The essential paradox of Netflix is that, for all its expensive forays into prestige filmmaking, it still has next-to-no quality control over its original productions, focusing on upping its quantity of releases rather than taking pains to curate homegrown hits. This offers filmmakers a practically unparalleled amount of directorial control, conditions under which a veteran like Martin Scorsese might soar where a less seasoned but nevertheless talented filmmaker would struggle. The Last Thing He Wanted is a wholly embarrassing misfire—more for Netflix than any creatives involved, given the splashy debut they gave it at Sundance—and it is flagrant proof of the company’s enduring weaknesses as a content creator. Hacked to pieces in the editing room and waterlogged with first-draft screenwriting mistakes, The Last Thing He Wanted barely plays like a finished film; and that no one at Netflix sensed that in time to yank it off the festival circuit is altogether more alarming than anything Rees botched along the way.
This film was screened at the Sundance Film Festival.
The best of the rest:
On Amazon Prime, The Farewell is now streaming. One of last year’s best films, Lulu Wang’s film is a mournful, complicated, thought-provoking portrait of a young Asian-American woman navigating a widening chasm between herself, her more traditionally minded parents, and the family’s terminally ill grandmother. As Billi (Awkwafina) returns to China to take part in a family-wide scheme to say goodbye to her Nai Nai (Zhao Shuzhen) without revealing the nature of the diagnosis to the matriarch herself, she feels increasingly conflicted, torn as to the morality of this decision despite it being fairly common practice in China.

────

* PROMPT:
Answer these questions from the film reviews:
(a) At which festival was The Last Thing He Wanted screened?
(b) On which service is The Farewell now streaming?
(c) Who plays Billi in The Farewell?
The lines that follow are separate material with no connection to the film reviews.

* DATA PROVIDED:

────

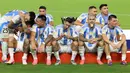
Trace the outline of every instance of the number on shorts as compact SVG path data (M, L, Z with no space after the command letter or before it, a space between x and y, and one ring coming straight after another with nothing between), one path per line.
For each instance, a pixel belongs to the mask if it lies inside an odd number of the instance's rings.
M8 33L8 32L9 32L8 28L3 28L3 33Z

────

* RESULT:
(a) The Sundance Film Festival
(b) Amazon Prime
(c) Awkwafina